<<<<
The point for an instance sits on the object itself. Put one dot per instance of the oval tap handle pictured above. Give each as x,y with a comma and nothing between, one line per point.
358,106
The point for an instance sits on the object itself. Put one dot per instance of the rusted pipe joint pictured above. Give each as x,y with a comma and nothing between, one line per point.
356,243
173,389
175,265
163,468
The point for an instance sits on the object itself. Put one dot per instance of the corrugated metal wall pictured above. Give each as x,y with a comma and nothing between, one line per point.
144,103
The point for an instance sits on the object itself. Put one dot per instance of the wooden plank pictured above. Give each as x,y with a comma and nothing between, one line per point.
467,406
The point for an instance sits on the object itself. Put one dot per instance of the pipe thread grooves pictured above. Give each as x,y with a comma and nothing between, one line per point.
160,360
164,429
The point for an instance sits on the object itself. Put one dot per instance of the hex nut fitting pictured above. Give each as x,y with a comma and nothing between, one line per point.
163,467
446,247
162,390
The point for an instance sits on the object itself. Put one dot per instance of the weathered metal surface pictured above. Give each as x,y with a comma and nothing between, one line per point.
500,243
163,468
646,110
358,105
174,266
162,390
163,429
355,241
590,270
>>>>
<<<<
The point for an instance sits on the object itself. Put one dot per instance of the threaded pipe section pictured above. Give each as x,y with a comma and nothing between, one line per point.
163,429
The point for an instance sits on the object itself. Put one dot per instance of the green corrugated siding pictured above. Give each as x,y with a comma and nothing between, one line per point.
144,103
>>>>
<<<<
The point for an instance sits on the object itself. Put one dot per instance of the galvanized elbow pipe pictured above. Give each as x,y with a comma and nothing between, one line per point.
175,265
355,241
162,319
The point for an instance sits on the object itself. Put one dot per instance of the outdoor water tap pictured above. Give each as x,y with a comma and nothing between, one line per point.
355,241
>>>>
Short problem:
Identify each line in the records above that contains the word "rusted", and copy every such line in full.

Complete answer:
The point for an instance sits on the object itself. Put one dot per instance of the rusted pipe joint pictured above. Give each as x,y with a comma and nothing between, one line per point.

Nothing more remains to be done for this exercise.